Swatee Bon a, elle, perdu le sommeil. Dans sa voix, sa détresse est palpable. Le quotidien de celle qui s’est lancée dans la décoration murale depuis 2018 se résume désormais à kase ranze. Mère célibataire de deux enfants, elle a du mal à joindre les deux bouts. Certes, cette somme de Rs 5 100 est arrivée comme un soulagement mais ça n’a pas duré longtemps. Les charges l’ont vite engloutie. Le van scolaire et la garderie à payer, les courses à faire et la somme s’est volatilisée. «J’ai pu acheter des couches et du lait pour mon bébé d’un an. J’ai pris quelques provisions aussi. Pas grand-chose. J’ai trouvé du poulet Tantine à Rs 50. C’était tout ce que je pouvais payer. Je le fais cuire au tempo et on se débrouille avec. Je n’ai pas pu payer l’eau et l’électricité. Je peux vous dire qu’il ne me reste plus rien.»
Si elle est reconnaissante de l’aide du gouvernement, elle sait néanmoins qu’elle devra continuer à tirer le diable par la queue dans les semaines à venir. Une perspective douloureuse qui fait naître chez elle un sentiment de colère. «J’essaie de comprendre la logique du gouvernement mais j’ai du mal. On se noie et vous avez des entreprises florissantes qui profitent de l’aide de l’État. Je ne comprends pas.»
Anas Lalmahomed partage le même état d’esprit. Lui qui est peintre depuis 13 ans ne voit pas comment il pourra s’en sortir avec Rs 2 550. Hanté par les mêmes questions, il se demande comment il va faire pour nourrir ses deux enfants. «J’ai peur pour l’avenir. Même après le confinement, les choses ne s’arrangeront pas. Les gens ne penseront pas à peindre leur maison. Le travail va manquer et l’argent ne rentrera pas.»

######

● **TRAVAIL À FAIRE**
**a)** Répondez aux questions suivantes à partir de l'extrait sur l'aide de l'État :
(i) Depuis quelle année Swatee Bon travaille-t-elle dans la décoration murale ?
(ii) À quel prix a-t-elle trouvé du poulet Tantine ?
(iii) Depuis combien d'années Anas Lalmahomed est-il peintre ?
**b)** Poursuivez l'extrait sur l'aide de l'État à partir de sa dernière phrase.
Les enregistrements n'ont aucun rapport avec l'extrait sur l'aide de l'État.

● **DONNÉES ENREGISTRÉES**
######

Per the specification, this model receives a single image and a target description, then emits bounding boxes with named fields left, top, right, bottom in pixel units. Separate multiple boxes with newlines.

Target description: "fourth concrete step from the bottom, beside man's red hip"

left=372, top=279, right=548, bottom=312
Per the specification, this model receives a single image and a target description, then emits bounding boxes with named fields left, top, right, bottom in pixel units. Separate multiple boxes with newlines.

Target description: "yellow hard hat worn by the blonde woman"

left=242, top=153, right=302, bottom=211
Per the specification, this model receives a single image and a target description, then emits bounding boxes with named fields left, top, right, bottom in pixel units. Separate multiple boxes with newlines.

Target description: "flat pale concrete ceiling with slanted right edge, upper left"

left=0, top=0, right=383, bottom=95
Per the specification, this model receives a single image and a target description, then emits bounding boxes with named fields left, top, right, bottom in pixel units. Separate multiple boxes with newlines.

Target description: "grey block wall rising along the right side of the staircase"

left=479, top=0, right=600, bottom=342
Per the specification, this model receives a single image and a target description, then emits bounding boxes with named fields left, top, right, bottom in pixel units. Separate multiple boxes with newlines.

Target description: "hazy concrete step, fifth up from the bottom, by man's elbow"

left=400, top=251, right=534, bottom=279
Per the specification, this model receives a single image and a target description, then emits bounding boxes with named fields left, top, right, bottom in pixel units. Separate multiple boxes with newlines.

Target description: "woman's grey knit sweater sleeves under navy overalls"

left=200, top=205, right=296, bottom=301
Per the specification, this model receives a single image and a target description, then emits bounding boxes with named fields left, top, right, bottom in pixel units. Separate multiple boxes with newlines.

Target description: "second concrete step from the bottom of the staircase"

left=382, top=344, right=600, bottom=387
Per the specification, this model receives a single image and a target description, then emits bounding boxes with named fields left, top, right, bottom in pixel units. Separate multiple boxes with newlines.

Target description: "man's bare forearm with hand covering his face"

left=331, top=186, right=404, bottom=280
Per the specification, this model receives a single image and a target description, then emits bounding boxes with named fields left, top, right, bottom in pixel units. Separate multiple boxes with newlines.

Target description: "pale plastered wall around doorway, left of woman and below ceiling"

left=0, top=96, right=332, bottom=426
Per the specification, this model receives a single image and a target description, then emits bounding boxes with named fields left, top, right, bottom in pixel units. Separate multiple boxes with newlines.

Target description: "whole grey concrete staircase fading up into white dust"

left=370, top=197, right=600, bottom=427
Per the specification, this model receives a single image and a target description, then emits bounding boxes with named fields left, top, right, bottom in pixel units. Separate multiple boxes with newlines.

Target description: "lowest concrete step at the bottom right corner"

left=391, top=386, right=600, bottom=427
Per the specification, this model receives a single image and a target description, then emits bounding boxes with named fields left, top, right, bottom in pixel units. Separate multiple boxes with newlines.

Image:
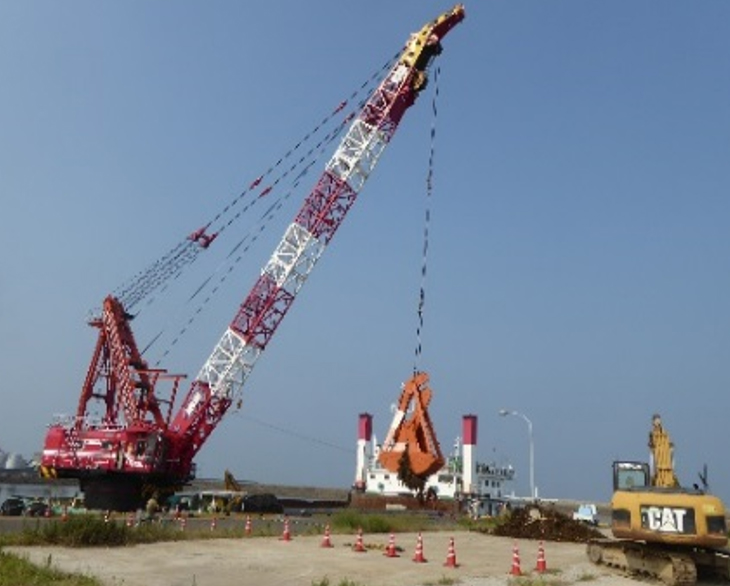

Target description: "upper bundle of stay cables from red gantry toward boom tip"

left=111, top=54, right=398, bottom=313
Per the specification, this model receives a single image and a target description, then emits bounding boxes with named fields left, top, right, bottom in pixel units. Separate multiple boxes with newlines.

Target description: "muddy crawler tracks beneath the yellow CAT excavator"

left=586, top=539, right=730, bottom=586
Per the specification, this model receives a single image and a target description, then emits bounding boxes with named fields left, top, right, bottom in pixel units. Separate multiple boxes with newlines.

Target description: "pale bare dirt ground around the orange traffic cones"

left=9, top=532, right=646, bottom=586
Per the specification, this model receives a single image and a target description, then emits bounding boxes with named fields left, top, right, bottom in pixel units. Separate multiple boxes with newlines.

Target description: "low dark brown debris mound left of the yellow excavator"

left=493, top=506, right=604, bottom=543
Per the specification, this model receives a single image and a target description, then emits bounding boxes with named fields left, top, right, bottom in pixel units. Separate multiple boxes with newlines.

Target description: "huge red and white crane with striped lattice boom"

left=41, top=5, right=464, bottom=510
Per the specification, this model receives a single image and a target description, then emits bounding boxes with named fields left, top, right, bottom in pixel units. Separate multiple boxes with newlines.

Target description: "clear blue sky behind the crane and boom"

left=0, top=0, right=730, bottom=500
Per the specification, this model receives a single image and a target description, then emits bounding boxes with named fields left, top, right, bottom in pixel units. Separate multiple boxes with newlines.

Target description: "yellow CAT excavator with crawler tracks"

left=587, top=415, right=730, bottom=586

######

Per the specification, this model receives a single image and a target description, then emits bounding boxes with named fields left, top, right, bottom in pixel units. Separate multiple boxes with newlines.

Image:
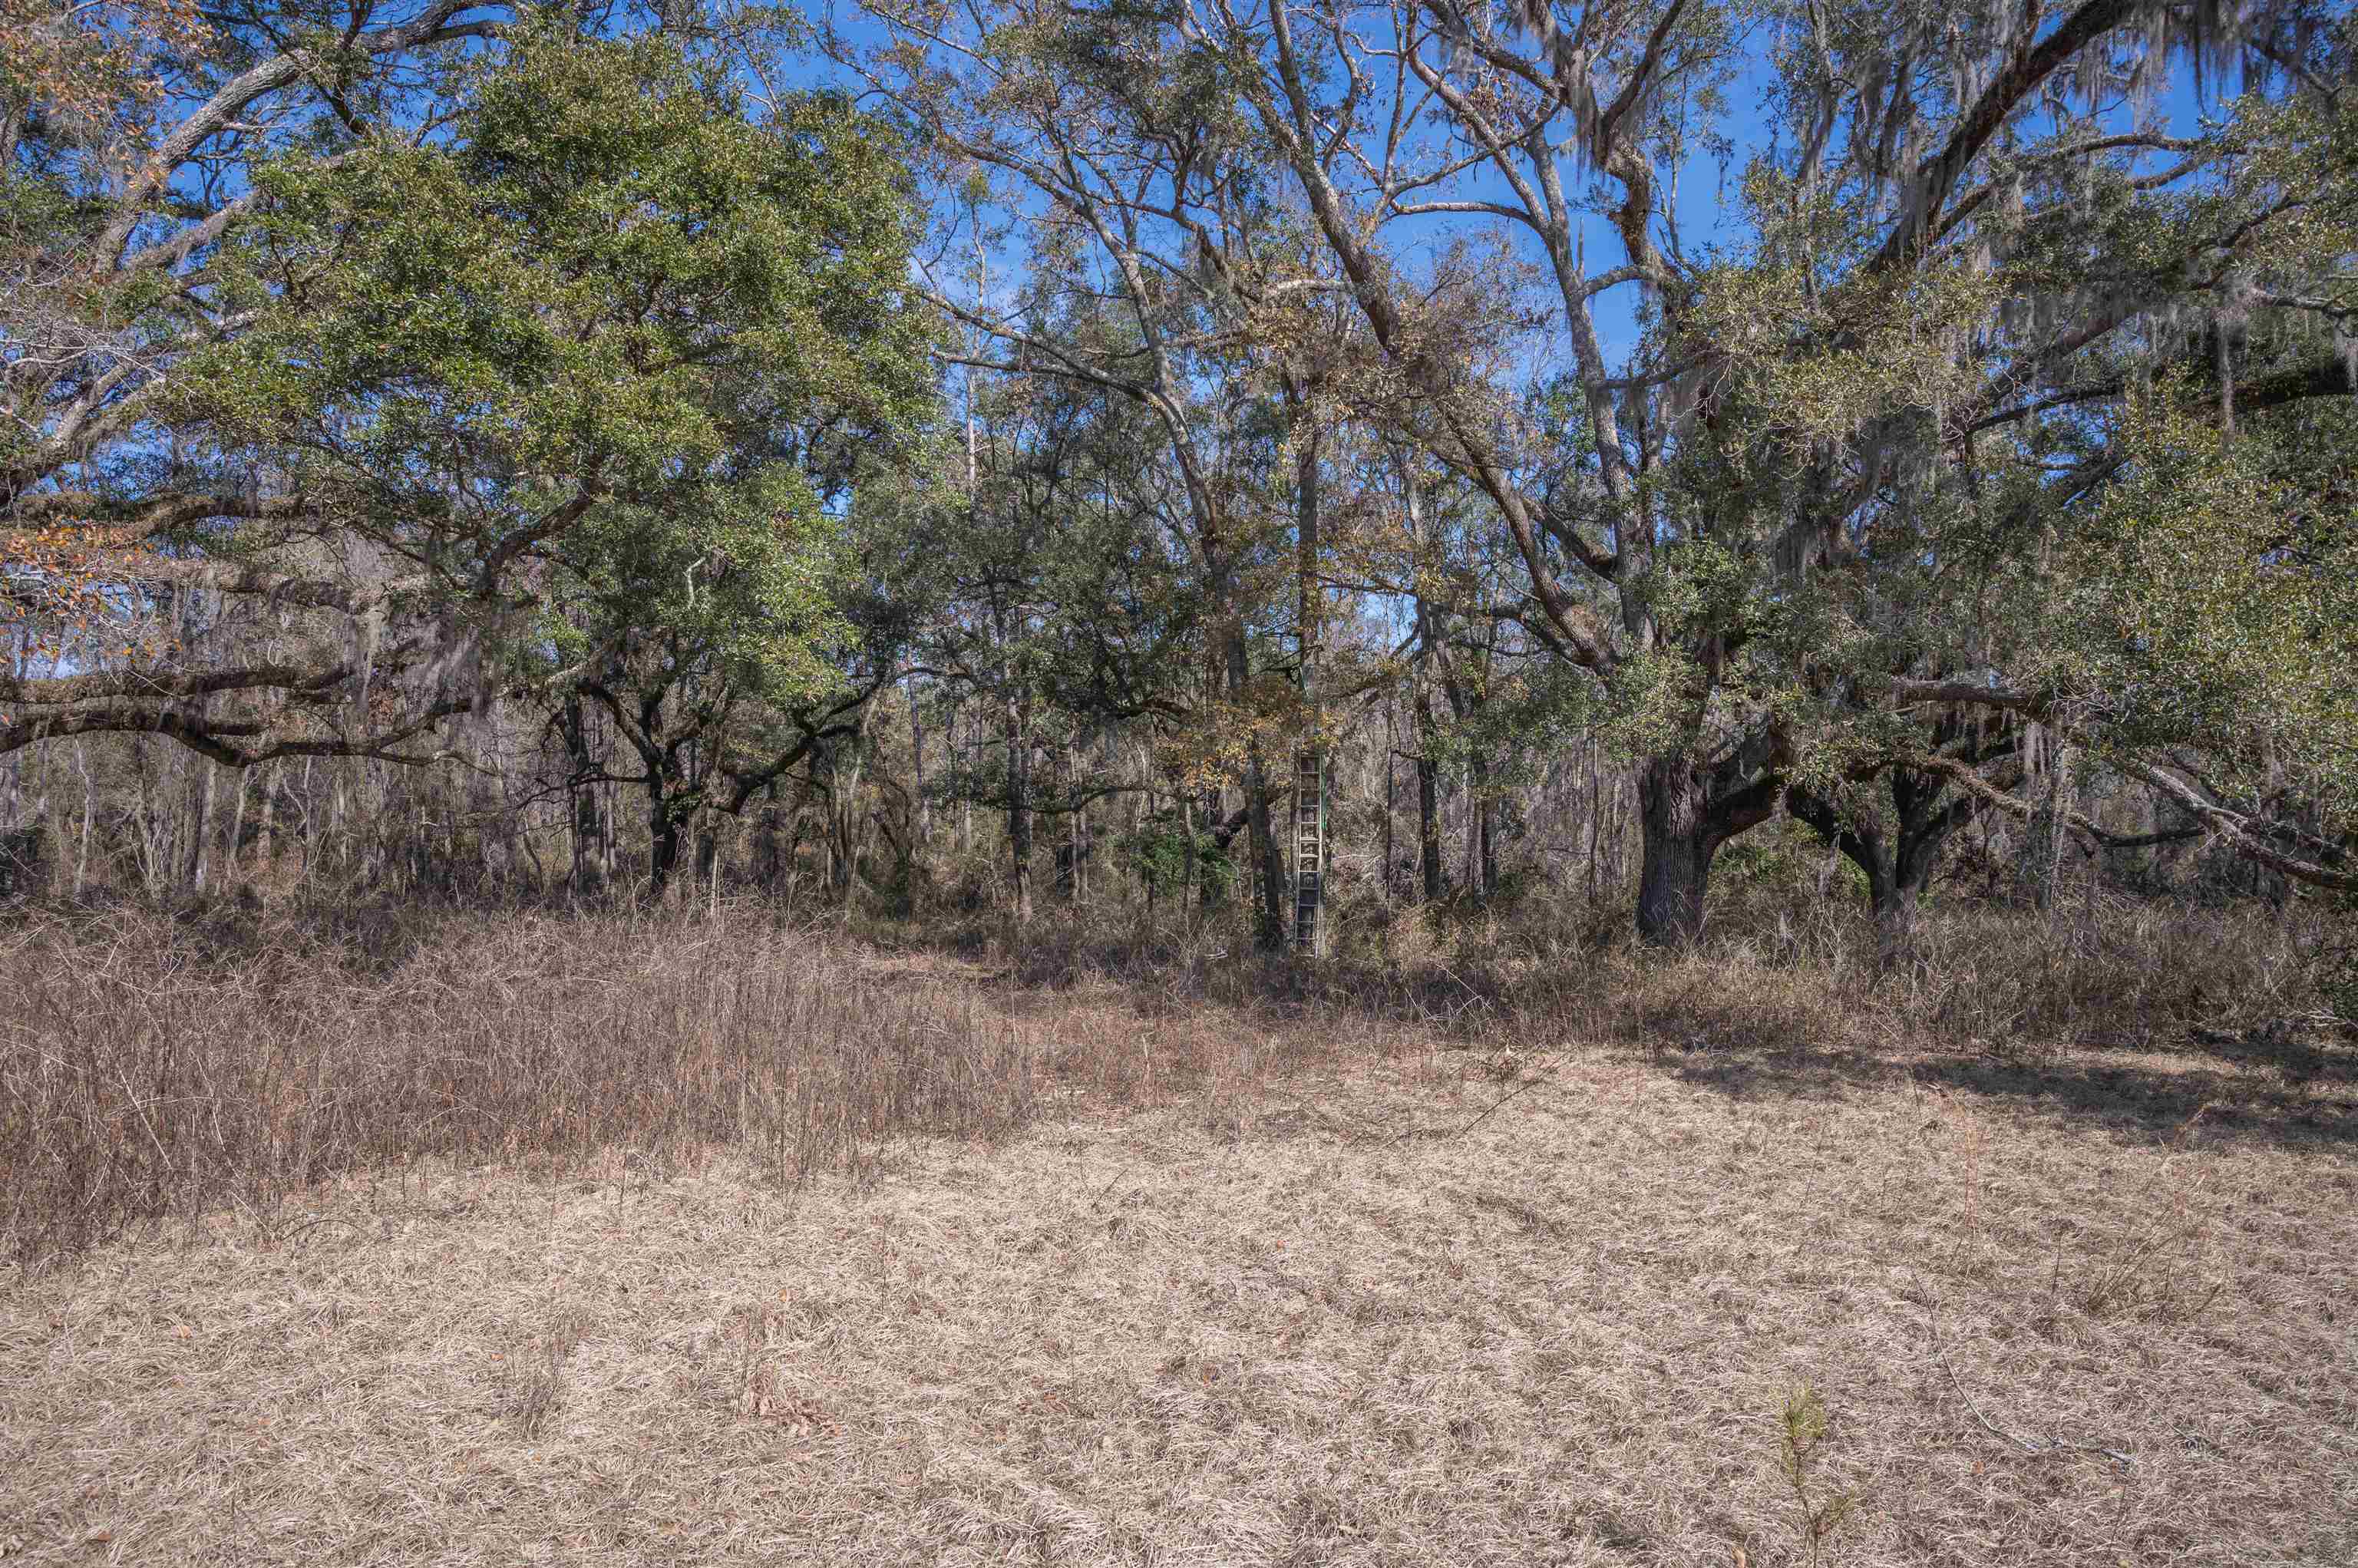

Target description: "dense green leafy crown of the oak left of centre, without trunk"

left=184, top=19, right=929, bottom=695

######

● **RÉPONSES PAR NUMÉRO**
**a)**
(i) Depuis 2018.
(ii) À Rs 50.
(iii) Depuis 13 ans.

**b)**
Comme pour lui, toutes les activités professionnelles de Vina Chataroo, une couturière, sont à l’arrêt. Toutes les commandes en cours ont été annulées. «Tout est bloqué. L’argent ne rentre plus. J’avais des commandes pour des mariages mais les clients m’ont dit de tout arrêter car ils ne savent pas s’ils vont aller de l’avant.» Pour elle, les problèmes s’accumulent. Son application pour l’aide gouvernementale a été faite le 1er avril et elle n’a encore rien reçu, soupire-t-elle. De plus, son mari, qui est chauffeur de taxi, est aussi en chômage technique. Pour le moment, ils puisent dans leurs économies mais celles-ci ne vont pas durer bien longtemps. Manraj Saulick, waterproofer, et son épouse Hansha sont dans le même dilemme. Les économies s’épuisent et les charges, elles, s’accumulent. Les Rs 2 550 promises par le gouvernement ne leur offrent pas une planche de salut. «Nous avons un loyer à payer. Le propriétaire ne nous fait pas de cadeau. Il faut acheter de quoi manger et tout est cher. Je ne sais pas comment on va faire pour s’en sortir.» Aujourd’hui, ils sont inquiets face à un avenir qui s’annonce flou.